Task to carry out:
Please pull out every line in the items below that contains the string "wooden", and copy each one unchanged.

Exercise inputs:
________________________

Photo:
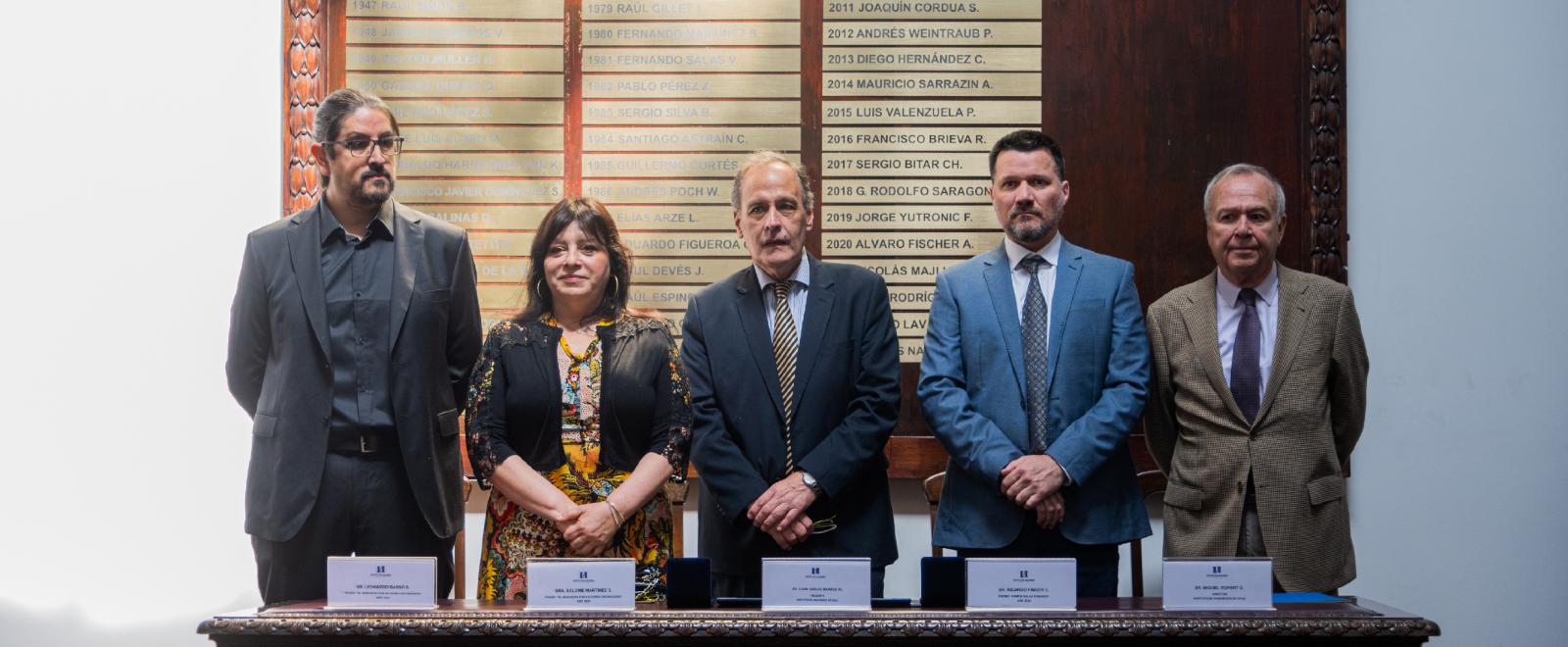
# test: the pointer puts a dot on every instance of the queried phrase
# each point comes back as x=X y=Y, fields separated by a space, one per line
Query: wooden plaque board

________________________

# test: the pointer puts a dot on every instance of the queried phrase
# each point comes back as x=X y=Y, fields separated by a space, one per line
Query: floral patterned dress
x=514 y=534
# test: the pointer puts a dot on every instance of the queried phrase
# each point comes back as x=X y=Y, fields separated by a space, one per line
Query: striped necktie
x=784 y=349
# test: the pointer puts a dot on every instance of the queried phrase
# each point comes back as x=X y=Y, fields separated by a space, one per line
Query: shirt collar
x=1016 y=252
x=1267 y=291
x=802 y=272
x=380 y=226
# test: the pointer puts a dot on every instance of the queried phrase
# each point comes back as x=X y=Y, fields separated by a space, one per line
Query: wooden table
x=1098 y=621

________________________

Completed exercise:
Query: wooden plaque board
Query: wooden table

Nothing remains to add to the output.